Exercise prompt: Condense the paragraph beginning "Micro-arc oxidation is a technique" from the passage on Ti-25Ta coatings into a bulleted list that keeps its main facts.

Effect of heat treatment on the phases, pore size, roughness, wettability, hardness, adhesion, and wear of Ti-25Ta MAO coatings for use as biomaterials

Abstract

Micro-arc oxidation is a technique used to modify the surface of metals by anodic oxidation. The process changes the material’s surface characteristics to improve its wear, corrosion, and tribocorrosion resistance. Additionally, the technique allows for incorporating elements that contribute to osseointegration when the material is intended for biomedical applications. The main objective of this study is to enhance the surface of the Ti-25Ta binary alloy, which has the best mechanical compatibility among the alloys of the Ti–Ta system, by using the micro-arc oxidation method. The surface treatment was performed to promote the incorporation of calcium, phosphorus, and magnesium, followed by heat treatments to modify the crystalline phases of the coating to increase the hardness of the oxide layer, improving adhesion and wear resistance. The structural and microstructural characterization, performed by X-ray diffraction and microscopy (scanning electron and confocal), showed that ceramic coatings are initially composed of TiO2 (anatase and rutile) and calcium carbonate (CaCO3). Increasing the heat treatment temperature to 600 ℃ induced rutile formation. For temperatures above 600 ℃, the calcination of the CaCO3 compound occurs, forming calcium oxide and calcium titanate in the form of perovskite (CaTiO3). Regarding the morphology, the high temperatures increased the crystallinity, decreased the number of surface pores and thickness of the MAO layer, and increased the hardness value of the coating, consequently improving the wear resistance of the Ti-25Ta alloy.

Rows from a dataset
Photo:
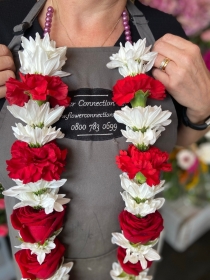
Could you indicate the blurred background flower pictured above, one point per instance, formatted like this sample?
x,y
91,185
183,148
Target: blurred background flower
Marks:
x,y
3,221
191,166
194,15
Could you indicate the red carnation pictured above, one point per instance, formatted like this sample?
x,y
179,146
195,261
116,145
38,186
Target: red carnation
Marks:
x,y
32,164
37,87
31,269
34,225
128,267
124,90
150,163
141,229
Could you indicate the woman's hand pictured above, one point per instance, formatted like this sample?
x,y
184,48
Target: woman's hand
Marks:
x,y
186,76
7,68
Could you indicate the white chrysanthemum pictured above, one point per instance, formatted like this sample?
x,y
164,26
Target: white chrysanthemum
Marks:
x,y
186,159
62,272
39,249
139,118
34,115
117,273
136,253
136,207
40,56
49,199
203,152
133,59
37,187
140,139
36,136
140,191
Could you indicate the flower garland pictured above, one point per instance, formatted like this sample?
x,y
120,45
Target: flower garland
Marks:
x,y
37,162
141,164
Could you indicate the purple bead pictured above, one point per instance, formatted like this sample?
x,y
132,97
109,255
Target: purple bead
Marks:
x,y
48,24
125,23
127,27
47,29
125,18
48,19
50,9
49,14
127,33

Exercise answer:
- Micro-arc oxidation (MAO) modifies metal surfaces by anodic oxidation, improving wear, corrosion, and tribocorrosion resistance.
- For biomedical use, it can incorporate elements that aid osseointegration.
- Aim: enhance the surface of Ti-25Ta, the Ti–Ta alloy with the best mechanical compatibility, using MAO.
- The treatment incorporated calcium, phosphorus, and magnesium. Heat treatments then changed the coating's crystalline phases to raise oxide-layer hardness and improve adhesion and wear resistance.
- X-ray diffraction and scanning electron and confocal microscopy showed the coatings initially consist of TiO2 (anatase and rutile) and CaCO3.
- Heating to 600 ℃ induced rutile formation.
- Above 600 ℃, CaCO3 calcines, forming calcium oxide and perovskite calcium titanate (CaTiO3).
- Higher temperatures increased crystallinity and hardness. They reduced surface pores and MAO layer thickness, improving the alloy's wear resistance.